Excerpted data START

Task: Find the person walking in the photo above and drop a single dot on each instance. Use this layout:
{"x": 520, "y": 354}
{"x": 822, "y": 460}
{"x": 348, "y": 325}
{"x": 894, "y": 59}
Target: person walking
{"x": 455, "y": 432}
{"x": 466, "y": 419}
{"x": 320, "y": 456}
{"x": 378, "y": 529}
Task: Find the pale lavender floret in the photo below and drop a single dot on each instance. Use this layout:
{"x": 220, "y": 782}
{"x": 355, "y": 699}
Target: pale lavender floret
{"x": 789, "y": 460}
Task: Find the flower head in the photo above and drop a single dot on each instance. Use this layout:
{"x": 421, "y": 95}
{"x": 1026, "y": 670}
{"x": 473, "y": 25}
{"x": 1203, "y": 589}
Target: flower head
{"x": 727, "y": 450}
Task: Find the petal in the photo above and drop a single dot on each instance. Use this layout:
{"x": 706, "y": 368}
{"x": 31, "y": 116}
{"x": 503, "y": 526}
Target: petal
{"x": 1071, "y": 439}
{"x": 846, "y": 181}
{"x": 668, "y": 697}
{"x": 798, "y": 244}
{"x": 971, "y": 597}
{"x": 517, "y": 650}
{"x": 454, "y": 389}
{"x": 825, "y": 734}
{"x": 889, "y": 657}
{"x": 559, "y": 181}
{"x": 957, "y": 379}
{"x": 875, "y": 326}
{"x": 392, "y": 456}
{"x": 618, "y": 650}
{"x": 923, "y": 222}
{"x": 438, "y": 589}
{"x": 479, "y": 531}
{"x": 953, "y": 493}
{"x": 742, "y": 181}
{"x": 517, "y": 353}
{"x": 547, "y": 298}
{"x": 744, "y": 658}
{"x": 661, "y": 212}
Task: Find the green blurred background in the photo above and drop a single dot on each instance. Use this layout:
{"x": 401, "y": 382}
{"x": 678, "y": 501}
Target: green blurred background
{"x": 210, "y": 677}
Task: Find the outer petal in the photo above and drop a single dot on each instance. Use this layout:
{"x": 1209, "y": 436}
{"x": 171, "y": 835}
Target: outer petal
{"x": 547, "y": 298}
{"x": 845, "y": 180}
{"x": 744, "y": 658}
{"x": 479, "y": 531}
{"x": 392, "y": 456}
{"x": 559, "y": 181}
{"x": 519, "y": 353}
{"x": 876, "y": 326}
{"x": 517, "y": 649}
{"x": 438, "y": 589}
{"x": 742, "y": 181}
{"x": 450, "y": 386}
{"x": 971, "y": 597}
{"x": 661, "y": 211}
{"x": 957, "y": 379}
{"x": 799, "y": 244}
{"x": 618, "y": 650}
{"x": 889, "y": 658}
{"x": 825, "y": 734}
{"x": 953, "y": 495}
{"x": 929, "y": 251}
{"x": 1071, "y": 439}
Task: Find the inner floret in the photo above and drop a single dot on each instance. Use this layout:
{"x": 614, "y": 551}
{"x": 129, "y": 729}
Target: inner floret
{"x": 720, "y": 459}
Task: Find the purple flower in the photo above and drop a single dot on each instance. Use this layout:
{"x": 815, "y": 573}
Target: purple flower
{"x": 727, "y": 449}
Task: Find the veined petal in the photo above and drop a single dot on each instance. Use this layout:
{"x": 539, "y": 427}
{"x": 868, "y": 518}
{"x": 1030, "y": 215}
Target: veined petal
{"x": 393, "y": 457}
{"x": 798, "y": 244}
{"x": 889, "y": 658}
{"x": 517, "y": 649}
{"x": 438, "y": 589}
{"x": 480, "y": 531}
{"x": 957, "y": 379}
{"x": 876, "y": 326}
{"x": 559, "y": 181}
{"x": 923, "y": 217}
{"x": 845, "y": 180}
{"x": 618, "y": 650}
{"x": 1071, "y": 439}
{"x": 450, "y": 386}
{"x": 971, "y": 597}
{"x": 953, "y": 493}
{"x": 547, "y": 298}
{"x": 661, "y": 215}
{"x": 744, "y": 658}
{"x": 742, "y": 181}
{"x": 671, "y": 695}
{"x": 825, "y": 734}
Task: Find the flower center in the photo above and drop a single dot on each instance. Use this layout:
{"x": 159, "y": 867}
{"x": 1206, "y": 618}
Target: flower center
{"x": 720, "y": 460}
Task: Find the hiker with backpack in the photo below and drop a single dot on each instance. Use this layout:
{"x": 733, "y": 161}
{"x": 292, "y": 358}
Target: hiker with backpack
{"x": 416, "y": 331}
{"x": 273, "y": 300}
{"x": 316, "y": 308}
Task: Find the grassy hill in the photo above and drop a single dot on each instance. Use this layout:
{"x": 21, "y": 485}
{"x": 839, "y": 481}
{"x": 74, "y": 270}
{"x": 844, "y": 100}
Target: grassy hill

Excerpted data END

Would you please repeat the lines from the one with "Target: hiker with backpack" through the last line of the listing above, exactly and with nothing else?

Target: hiker with backpack
{"x": 416, "y": 331}
{"x": 273, "y": 300}
{"x": 316, "y": 308}
Task: Find the grassy hill in the photo above and drop a single dot on each instance. Use this layout:
{"x": 21, "y": 485}
{"x": 839, "y": 481}
{"x": 74, "y": 270}
{"x": 844, "y": 100}
Target: grassy hill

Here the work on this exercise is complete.